--- begin INPUT DATA ---

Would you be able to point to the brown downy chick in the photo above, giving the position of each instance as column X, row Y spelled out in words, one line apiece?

--- end INPUT DATA ---
--- begin INPUT DATA ---

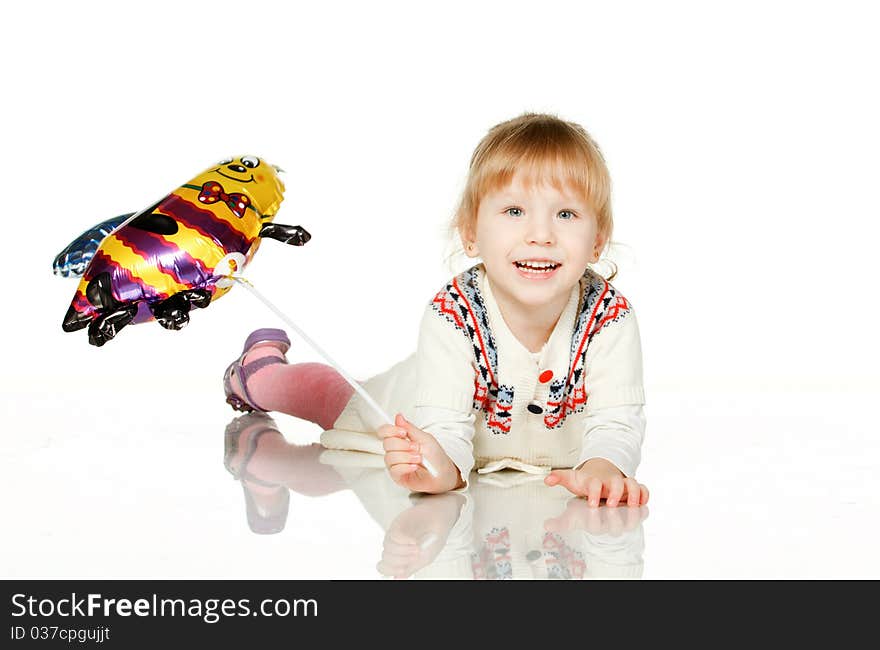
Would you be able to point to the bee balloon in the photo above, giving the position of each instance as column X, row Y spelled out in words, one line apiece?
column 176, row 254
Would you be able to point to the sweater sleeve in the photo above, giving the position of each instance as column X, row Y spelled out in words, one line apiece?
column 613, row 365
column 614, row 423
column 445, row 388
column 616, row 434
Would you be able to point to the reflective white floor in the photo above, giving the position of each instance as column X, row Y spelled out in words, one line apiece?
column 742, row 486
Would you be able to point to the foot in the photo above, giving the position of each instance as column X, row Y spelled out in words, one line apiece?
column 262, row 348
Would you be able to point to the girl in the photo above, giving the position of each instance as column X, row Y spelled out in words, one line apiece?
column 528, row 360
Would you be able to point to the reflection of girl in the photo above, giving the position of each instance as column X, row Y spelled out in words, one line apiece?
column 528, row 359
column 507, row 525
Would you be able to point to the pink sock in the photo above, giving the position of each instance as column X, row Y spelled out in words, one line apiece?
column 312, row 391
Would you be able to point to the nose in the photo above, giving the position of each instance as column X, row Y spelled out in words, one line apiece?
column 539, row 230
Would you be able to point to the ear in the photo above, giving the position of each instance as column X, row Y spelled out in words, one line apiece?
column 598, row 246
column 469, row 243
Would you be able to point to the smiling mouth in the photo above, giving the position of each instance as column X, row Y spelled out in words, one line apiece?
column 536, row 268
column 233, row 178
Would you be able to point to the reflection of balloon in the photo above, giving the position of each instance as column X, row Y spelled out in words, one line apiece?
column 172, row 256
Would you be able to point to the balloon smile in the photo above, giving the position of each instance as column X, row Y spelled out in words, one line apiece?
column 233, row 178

--- end INPUT DATA ---
--- begin INPUT DATA ---

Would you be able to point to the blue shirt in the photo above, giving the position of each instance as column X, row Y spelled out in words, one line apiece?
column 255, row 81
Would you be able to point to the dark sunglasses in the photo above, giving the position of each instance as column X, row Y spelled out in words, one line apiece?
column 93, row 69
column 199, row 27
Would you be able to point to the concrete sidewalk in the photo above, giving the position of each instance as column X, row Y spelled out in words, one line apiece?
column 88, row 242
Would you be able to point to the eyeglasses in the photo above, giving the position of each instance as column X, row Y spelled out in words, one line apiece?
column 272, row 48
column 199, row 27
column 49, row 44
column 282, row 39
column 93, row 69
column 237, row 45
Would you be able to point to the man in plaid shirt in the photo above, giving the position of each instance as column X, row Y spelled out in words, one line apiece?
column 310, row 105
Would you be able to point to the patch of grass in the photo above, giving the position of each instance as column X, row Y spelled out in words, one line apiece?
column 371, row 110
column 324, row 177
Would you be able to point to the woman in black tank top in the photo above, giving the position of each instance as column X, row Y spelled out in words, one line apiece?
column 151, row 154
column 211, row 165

--- end INPUT DATA ---

Please reproduce, character for character, everything in the records above from the line containing "Would you be able to point to the ear" down to the line containing "column 469, row 243", including both of those lines.

- RESULT FOR THIS EXERCISE -
Would you be able to point to the ear in the photo above, giving the position of each instance as column X, row Y spelled out in words, one line apiece?
column 598, row 246
column 469, row 243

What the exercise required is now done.